任务:
a) 把这篇 BZOJ 1135 题解中以“然后是任何的l,r”开头的那段改写得更简短，保留其主要内容。
b) 重写条目中的部分行：从条目开头开始，到含有“Outlines of the white”的那一行结束，首尾两行都包括在内。其中的“white shirt”一律更新为“blue shirt”，其他内容保持不变，只给出这些行。

所给文本:
****

BZOJ 1135: [POI2009]Lyz

首先是二分图匹配

Hall定理

令a[i]表示尺码为i的人有多少个

然后是任何的l,r  a[i]之和<=(r-l+1+d)*k

->任何的l,r (a[i]-k)之和<=d*k(定值)

线段树维护最大子段和

#include<cstdio>
#include<algorithm>
using namespace std;
int n,m,k,d;
long long tree_sum[800005],tree_max[800005],tree_maxl[800005],tree_maxr[800005];
void update(int t){
	tree_sum[t]=tree_sum[t<<1]+tree_sum[t<<1|1];
	tree_maxl[t]=max(tree_maxl[t<<1],tree_maxl[t<<1|1]+tree_sum[t<<1]);
	tree_maxr[t]=max(tree_maxr[t<<1|1],tree_maxr[t<<1]+tree_sum[t<<1|1]);
	tree_max[t]=max(tree_max[t<<1],tree_max[t<<1|1]);
	tree_max[t]=max(tree_max[t],tree_maxr[t<<1]+tree_maxl[t<<1|1]);
}
void build(int t,int l,int r){
	if (l==r){
		tree_max[t]=tree_maxl[t]=tree_maxr[t]=tree_sum[t]=-k;
		return;
	}
	int mid=(l+r)>>1;
	build(t<<1,l,mid);
	build(t<<1|1,mid+1,r);
	update(t);
}
void modify(int t,int l,int r,int x,int y){
	if (l==r){
		tree_max[t]+=y;
		tree_maxl[t]+=y;
		tree_maxr[t]+=y;
		tree_sum[t]+=y;
		return;
	}
	int mid=(l+r)>>1;
	if (x<=mid) modify(t<<1,l,mid,x,y);
	else modify(t<<1|1,mid+1,r,x,y);
	update(t);
}
int main(){
	scanf("%d%d%d%d",&n,&m,&k,&d);
	build(1,1,n);
	for (int i=1; i<=m; i++){
		int x,y;
		scanf("%d%d",&x,&y);
		modify(1,1,n,x,y);
		if (tree_max[1]<=1ll*d*k) printf("TAK\n");
		else printf("NIE\n");
	}
	return 0;
}

****

输入数据:
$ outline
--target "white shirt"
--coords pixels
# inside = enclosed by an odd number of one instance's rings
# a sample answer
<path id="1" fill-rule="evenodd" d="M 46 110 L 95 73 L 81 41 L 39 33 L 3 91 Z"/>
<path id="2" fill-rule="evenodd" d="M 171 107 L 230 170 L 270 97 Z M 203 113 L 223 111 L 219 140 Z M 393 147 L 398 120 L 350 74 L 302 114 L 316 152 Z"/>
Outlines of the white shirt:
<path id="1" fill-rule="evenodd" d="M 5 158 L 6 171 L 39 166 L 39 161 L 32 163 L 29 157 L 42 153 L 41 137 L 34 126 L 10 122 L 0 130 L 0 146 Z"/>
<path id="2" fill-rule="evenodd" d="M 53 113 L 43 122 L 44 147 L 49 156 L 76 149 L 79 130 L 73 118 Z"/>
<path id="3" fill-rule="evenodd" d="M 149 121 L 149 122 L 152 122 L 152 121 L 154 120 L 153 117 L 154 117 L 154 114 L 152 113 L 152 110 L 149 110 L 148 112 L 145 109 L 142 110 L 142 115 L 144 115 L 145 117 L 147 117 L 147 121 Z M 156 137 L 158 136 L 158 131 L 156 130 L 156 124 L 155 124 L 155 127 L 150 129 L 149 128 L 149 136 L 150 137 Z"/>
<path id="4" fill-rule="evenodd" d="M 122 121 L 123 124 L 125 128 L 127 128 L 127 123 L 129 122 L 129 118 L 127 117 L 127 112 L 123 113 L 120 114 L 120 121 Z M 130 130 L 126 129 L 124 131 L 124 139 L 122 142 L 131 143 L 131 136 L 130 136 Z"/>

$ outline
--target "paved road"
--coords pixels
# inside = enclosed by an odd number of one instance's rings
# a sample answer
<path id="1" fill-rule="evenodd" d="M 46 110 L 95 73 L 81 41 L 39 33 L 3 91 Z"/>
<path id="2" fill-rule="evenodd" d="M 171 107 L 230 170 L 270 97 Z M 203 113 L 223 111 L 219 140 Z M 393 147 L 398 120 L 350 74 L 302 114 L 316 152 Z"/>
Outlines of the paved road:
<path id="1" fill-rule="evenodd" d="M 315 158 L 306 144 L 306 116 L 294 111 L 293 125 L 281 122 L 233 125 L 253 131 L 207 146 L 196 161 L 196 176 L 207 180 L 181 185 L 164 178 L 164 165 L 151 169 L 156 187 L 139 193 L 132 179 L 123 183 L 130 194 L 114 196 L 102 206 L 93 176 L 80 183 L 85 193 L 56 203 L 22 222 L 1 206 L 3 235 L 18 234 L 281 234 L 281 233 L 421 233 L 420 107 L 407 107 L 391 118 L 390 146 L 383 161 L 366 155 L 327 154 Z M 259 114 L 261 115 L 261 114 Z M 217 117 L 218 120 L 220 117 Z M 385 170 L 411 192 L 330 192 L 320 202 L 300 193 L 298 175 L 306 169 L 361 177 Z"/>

****

答复:
a) 对任意l、r：a[i]之和≤(r-l+1+d)*k

b)
$ outline
--target "blue shirt"
--coords pixels
# inside = enclosed by an odd number of one instance's rings
# a sample answer
<path id="1" fill-rule="evenodd" d="M 46 110 L 95 73 L 81 41 L 39 33 L 3 91 Z"/>
<path id="2" fill-rule="evenodd" d="M 171 107 L 230 170 L 270 97 Z M 203 113 L 223 111 L 219 140 Z M 393 147 L 398 120 L 350 74 L 302 114 L 316 152 Z"/>
Outlines of the blue shirt:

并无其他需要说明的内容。